Start

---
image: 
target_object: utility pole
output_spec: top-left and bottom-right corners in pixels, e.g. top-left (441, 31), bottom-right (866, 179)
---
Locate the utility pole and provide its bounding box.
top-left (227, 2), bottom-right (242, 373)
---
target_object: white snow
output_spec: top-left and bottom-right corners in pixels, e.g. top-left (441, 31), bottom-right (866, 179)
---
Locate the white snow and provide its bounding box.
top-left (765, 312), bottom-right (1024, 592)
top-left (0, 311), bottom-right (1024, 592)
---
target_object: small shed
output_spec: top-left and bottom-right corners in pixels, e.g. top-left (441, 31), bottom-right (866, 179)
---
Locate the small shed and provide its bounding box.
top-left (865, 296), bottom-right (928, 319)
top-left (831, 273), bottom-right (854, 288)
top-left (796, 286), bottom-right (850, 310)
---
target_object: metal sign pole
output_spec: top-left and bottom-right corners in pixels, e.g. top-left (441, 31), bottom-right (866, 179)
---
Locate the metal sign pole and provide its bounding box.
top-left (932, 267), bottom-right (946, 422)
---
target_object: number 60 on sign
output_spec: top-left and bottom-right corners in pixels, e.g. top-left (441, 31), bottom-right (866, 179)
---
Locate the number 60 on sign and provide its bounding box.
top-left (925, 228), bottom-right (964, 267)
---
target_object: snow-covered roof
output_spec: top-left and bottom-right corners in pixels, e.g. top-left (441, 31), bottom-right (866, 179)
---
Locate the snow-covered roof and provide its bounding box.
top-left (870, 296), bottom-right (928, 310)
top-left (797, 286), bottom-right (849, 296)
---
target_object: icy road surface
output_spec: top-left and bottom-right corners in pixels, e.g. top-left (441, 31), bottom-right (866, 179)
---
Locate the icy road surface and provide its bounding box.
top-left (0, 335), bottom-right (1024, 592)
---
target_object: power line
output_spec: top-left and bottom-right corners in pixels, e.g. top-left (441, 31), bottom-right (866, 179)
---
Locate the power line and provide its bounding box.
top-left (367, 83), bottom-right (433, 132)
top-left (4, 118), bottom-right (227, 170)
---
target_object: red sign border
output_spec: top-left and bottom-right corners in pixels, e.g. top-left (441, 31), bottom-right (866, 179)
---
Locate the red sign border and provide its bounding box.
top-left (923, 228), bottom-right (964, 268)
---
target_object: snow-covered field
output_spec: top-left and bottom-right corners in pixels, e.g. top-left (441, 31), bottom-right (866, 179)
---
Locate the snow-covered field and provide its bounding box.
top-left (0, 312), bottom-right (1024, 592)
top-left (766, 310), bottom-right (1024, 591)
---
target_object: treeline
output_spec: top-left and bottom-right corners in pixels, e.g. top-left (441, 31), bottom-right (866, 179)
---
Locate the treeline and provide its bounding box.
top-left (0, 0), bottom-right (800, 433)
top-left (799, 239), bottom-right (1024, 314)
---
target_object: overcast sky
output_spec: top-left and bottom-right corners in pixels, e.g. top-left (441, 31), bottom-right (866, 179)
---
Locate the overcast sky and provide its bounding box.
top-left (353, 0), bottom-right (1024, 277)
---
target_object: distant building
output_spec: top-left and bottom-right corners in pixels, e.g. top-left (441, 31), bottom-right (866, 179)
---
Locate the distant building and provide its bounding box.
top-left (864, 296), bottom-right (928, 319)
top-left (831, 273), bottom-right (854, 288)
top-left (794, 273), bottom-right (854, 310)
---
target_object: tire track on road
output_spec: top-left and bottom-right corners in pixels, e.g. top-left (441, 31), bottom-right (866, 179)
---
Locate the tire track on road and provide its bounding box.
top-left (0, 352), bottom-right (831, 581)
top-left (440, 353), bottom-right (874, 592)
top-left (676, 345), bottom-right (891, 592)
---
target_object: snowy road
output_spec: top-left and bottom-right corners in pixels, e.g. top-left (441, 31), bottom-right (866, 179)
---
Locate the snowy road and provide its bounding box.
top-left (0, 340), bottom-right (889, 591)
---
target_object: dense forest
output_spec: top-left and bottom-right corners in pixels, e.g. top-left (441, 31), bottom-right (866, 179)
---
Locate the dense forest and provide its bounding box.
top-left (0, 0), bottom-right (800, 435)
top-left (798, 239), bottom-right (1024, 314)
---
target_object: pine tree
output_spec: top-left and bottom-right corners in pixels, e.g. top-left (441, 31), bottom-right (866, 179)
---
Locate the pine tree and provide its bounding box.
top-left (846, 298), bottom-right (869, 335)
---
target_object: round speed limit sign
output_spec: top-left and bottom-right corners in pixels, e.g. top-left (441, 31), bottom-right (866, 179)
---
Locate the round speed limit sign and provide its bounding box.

End

* [PROBLEM TO WORK ON]
Print out all the entries precisely as written.

* [RESPONSE]
---
image: 
target_object: utility pole
output_spec: top-left and bottom-right corners in pixels, e.g. top-left (441, 31), bottom-right (866, 179)
---
Locate the utility pole and provide its bounding box.
top-left (227, 2), bottom-right (242, 373)
---
target_object: white snow
output_spec: top-left and bottom-right corners in pixels, e.g. top-left (441, 31), bottom-right (866, 179)
---
Locate the white snow and provide its bounding box.
top-left (765, 312), bottom-right (1024, 592)
top-left (0, 311), bottom-right (1024, 592)
---
target_object: small shed
output_spec: top-left and bottom-right corners in pixels, e.g. top-left (441, 31), bottom-right (866, 179)
---
Locate the small shed and provide its bounding box.
top-left (865, 296), bottom-right (928, 319)
top-left (831, 273), bottom-right (854, 288)
top-left (796, 286), bottom-right (850, 310)
---
target_object: metal sign pole
output_spec: top-left and bottom-right corners in pixels, e.g. top-left (441, 31), bottom-right (866, 179)
---
Locate the metal sign pole and provide its bounding box.
top-left (932, 267), bottom-right (946, 422)
---
target_object: number 60 on sign
output_spec: top-left and bottom-right corners in pixels, e.g. top-left (441, 31), bottom-right (866, 179)
---
Locate the number 60 on sign and provide its bounding box.
top-left (925, 228), bottom-right (964, 267)
---
target_object: snow-covered roof
output_spec: top-left and bottom-right corners in pixels, e.g. top-left (441, 31), bottom-right (866, 179)
---
Locate the snow-covered roof and provide its bounding box.
top-left (870, 296), bottom-right (928, 310)
top-left (797, 286), bottom-right (849, 296)
---
target_object: icy road surface
output_spec: top-left and bottom-right corners in pixels, e.g. top-left (441, 31), bottom-right (866, 179)
---
Locate the icy road surface and provide its bounding box.
top-left (0, 335), bottom-right (1024, 592)
---
target_object: power line
output_spec: top-left and bottom-right corners in pixels, e.g. top-left (441, 31), bottom-right (866, 179)
---
Locate the power line and provide its bounding box.
top-left (367, 83), bottom-right (433, 132)
top-left (4, 118), bottom-right (227, 170)
---
target_object: red sign border
output_spec: top-left and bottom-right corners in pixels, e.g. top-left (441, 31), bottom-right (866, 179)
---
Locate the red sign border and provide its bounding box.
top-left (923, 228), bottom-right (964, 268)
---
target_object: snow-covered field
output_spec: top-left and bottom-right corners in pixels, e.g. top-left (441, 31), bottom-right (866, 179)
---
Locate the snow-covered field and provide its bounding box.
top-left (0, 312), bottom-right (1024, 592)
top-left (766, 310), bottom-right (1024, 591)
---
target_object: treeline
output_spec: top-left and bottom-right corners in pixels, e.g. top-left (441, 31), bottom-right (866, 179)
---
Locate the treeline and provide its bounding box.
top-left (0, 0), bottom-right (800, 433)
top-left (799, 239), bottom-right (1024, 314)
---
target_object: overcast sky
output_spec: top-left and bottom-right corners in pixels, e.g. top-left (441, 31), bottom-right (866, 179)
---
Locate the overcast sky and provide its bounding box.
top-left (353, 0), bottom-right (1024, 277)
---
target_object: distant building
output_spec: top-left and bottom-right corners in pixels, e.g. top-left (441, 31), bottom-right (866, 179)
---
Locate the distant building and provide its bounding box.
top-left (864, 296), bottom-right (928, 319)
top-left (831, 273), bottom-right (854, 288)
top-left (794, 273), bottom-right (854, 310)
---
target_object: tire track on road
output_spec: top-left and bottom-right corners in pixels, e.g. top-left (441, 31), bottom-right (866, 179)
---
Locate the tire track on road and provide its bounding box.
top-left (0, 352), bottom-right (831, 581)
top-left (440, 353), bottom-right (874, 592)
top-left (676, 345), bottom-right (891, 592)
---
target_object: snowy road
output_spec: top-left and bottom-right corners in pixels, e.g. top-left (441, 31), bottom-right (866, 179)
---
Locate the snowy road and provide its bounding box.
top-left (0, 340), bottom-right (889, 591)
---
target_object: dense forest
output_spec: top-left and bottom-right corners in pixels, e.g. top-left (441, 31), bottom-right (866, 179)
---
Locate the dense forest and provide its bounding box.
top-left (0, 0), bottom-right (800, 435)
top-left (798, 239), bottom-right (1024, 314)
---
target_object: pine tree
output_spec: top-left and bottom-right corners in pixels, e.g. top-left (441, 31), bottom-right (866, 179)
---
Locate the pine tree and provide its bounding box.
top-left (846, 298), bottom-right (869, 335)
---
target_object: round speed limit sign
output_spec: top-left and bottom-right corners in pixels, e.g. top-left (441, 31), bottom-right (866, 179)
---
Locate the round speed limit sign and provide its bounding box.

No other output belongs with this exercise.